§ **INSTRUCTIONS**
1) In the Fujitsu AWS Lab article, within what time window does the lab move customers from idea exploration to implementation decisions?
2) Pick up the Fujitsu AWS Lab article after its last sentence and keep writing it.
** Start DOCUMENT **
Fujitsu AWS Lab Drives Rapid Retail and Service AI Growth

Fujitsu AWS Lab Drives Rapid Retail and Service AI Growth

The Fujitsu AWS Lab methodology is built around tight collaboration between Fujitsu’s specialists in retail and service industries and the solution architects at AWS Japan. The lab operates on three core activities that guide customers from early problem discovery to deployment.

First, teams work directly on-site with customers to uncover underlying operational issues that are often difficult to see from the surface. Through these visits, they identify pain points, map workflows, and design solutions that apply the latest AWS technologies in a practical and relevant way.

Second, the lab enables rapid proof-of-concept development, moving customers from idea exploration to implementation decisions within a 90-day window. This speed helps organizations test generative AI, automation tools, and cloud capabilities without long planning cycles.

Third, Fujitsu standardizes solutions based on its accumulated industry expertise and AWS’s broad cloud service portfolio, allowing proven use cases to be adapted and deployed across multiple industries and customer types.

After gaining strong traction in food distribution, the Fujitsu AWS Lab is preparing to expand its scope beyond retail and service sectors to cover broader industries across Japan. This expansion is driven by increasing demand for generative AI, secure cloud architectures, and collaborative data ecosystems.
** End DOCUMENT **
** Start EXCERPTED DATA **
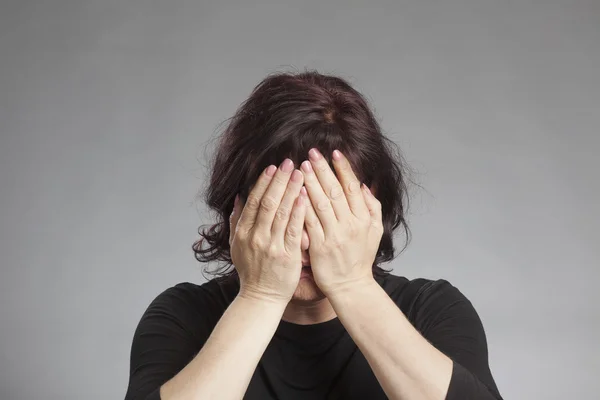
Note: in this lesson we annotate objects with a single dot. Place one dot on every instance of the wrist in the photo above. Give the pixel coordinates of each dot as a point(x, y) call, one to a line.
point(266, 300)
point(351, 289)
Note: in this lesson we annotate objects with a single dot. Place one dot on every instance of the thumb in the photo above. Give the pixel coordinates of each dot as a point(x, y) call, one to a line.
point(233, 218)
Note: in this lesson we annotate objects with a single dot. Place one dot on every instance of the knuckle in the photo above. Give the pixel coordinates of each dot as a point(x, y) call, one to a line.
point(292, 232)
point(323, 205)
point(353, 187)
point(274, 251)
point(256, 242)
point(253, 202)
point(336, 192)
point(268, 204)
point(283, 213)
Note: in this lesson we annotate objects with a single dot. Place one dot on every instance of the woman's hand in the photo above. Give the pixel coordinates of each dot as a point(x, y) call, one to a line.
point(343, 222)
point(266, 233)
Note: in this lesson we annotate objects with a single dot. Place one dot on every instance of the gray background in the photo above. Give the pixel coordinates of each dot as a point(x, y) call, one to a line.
point(106, 106)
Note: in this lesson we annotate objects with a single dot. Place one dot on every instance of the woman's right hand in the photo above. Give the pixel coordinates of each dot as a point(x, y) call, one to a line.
point(265, 234)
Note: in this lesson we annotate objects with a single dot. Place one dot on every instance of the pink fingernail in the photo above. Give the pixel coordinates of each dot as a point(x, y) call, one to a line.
point(271, 170)
point(306, 166)
point(314, 154)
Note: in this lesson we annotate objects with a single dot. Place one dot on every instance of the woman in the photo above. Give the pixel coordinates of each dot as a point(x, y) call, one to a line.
point(302, 308)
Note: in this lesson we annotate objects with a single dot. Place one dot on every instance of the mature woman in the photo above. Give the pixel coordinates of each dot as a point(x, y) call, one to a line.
point(308, 193)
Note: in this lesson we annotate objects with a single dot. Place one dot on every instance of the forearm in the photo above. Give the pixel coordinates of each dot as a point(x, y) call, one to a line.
point(226, 363)
point(406, 365)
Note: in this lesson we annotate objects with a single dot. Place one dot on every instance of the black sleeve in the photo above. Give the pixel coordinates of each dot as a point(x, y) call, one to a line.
point(165, 341)
point(448, 320)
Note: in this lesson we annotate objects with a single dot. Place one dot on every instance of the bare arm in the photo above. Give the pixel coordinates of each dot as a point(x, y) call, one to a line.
point(265, 236)
point(450, 362)
point(224, 366)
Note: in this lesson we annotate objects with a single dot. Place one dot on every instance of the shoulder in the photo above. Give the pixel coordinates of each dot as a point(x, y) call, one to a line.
point(422, 298)
point(192, 306)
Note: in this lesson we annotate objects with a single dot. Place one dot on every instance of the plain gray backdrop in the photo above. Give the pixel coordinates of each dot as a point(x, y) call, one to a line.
point(106, 107)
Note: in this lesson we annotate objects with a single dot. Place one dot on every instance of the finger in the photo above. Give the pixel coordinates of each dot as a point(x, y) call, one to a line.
point(313, 224)
point(250, 211)
point(233, 218)
point(330, 185)
point(319, 200)
point(373, 205)
point(350, 183)
point(293, 232)
point(270, 202)
point(282, 216)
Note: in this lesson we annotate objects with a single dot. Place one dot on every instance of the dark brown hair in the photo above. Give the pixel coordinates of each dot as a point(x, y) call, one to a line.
point(286, 115)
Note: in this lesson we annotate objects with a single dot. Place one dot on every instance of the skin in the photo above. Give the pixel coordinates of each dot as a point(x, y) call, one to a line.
point(343, 225)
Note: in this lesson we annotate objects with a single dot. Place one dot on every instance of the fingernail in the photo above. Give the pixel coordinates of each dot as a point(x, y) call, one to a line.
point(314, 154)
point(306, 166)
point(287, 165)
point(271, 170)
point(296, 176)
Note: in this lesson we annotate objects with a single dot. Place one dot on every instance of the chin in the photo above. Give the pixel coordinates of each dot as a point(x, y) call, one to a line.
point(307, 291)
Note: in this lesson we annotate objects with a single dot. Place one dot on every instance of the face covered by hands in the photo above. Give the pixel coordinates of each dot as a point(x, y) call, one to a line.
point(343, 222)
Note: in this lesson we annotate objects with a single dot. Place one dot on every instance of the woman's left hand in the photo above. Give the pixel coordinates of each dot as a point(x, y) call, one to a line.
point(344, 224)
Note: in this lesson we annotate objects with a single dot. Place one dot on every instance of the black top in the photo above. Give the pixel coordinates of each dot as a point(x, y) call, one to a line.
point(309, 361)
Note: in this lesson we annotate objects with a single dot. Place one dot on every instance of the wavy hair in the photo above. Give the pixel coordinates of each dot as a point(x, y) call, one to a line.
point(286, 115)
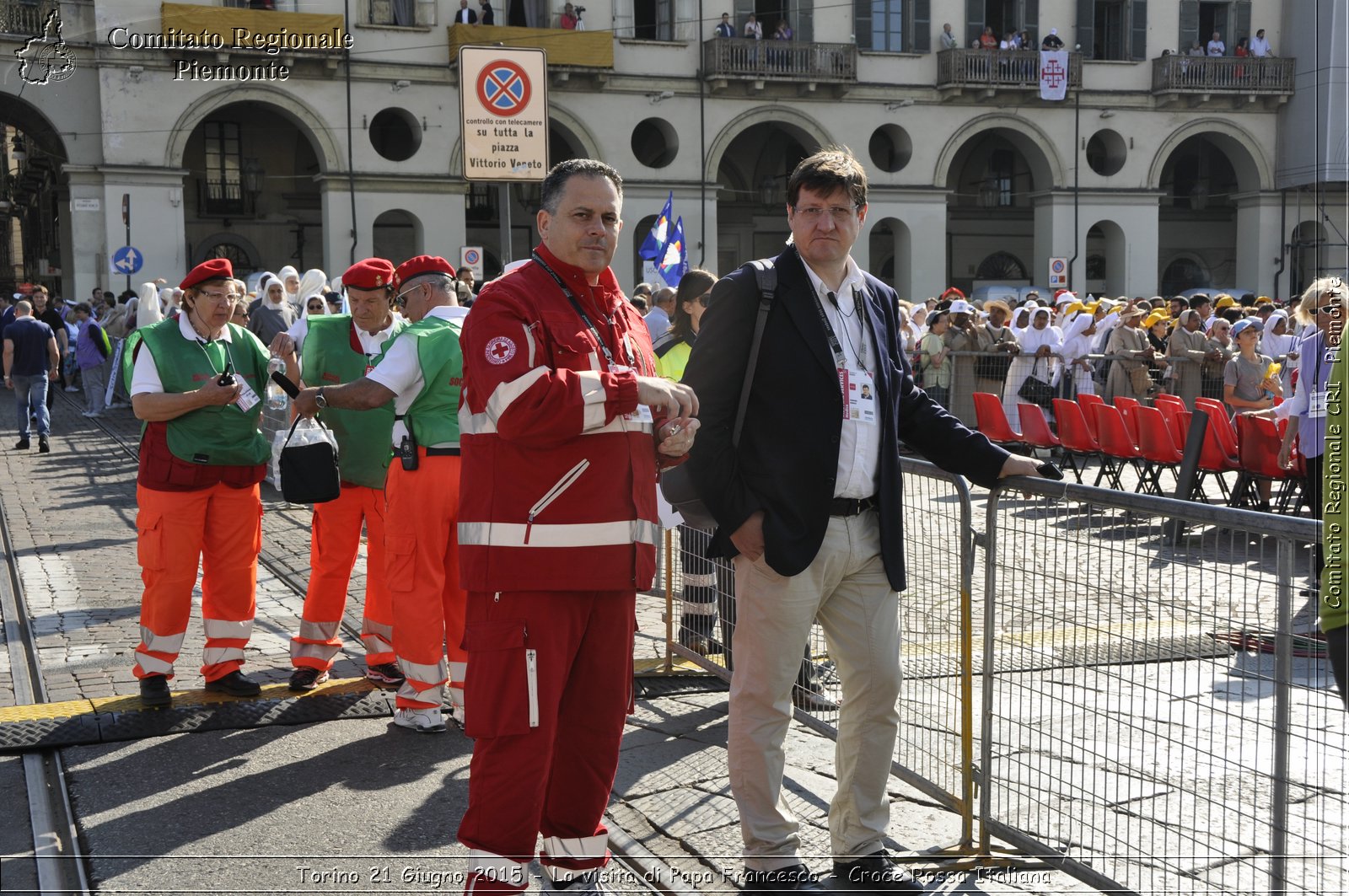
** End EXCERPTED DATA **
§ **ANSWERS FOR THE TASKS**
1) Within a 90-day window.

2)
Fujitsu aims to combine AWS’s cloud and AI capabilities with its cross-industry insights to help Japanese companies build sustainable digital transformation strategies. Many enterprises in Japan still struggle with issues such as transferring knowledge from retiring experts, automating manual workflows, and integrating AI into legacy environments.

The lab’s structured approach is meant to tackle these challenges while helping organizations discover new revenue opportunities and modernize operations without losing business continuity.

A clear example of the lab’s effectiveness can be seen in the experience of Mitsubishi Shokuhin. General Manager Tomohiko Sugimoto explained that the company faced a major challenge in transferring critical knowledge during an inter-company EDI project tied to its AI adoption strategy.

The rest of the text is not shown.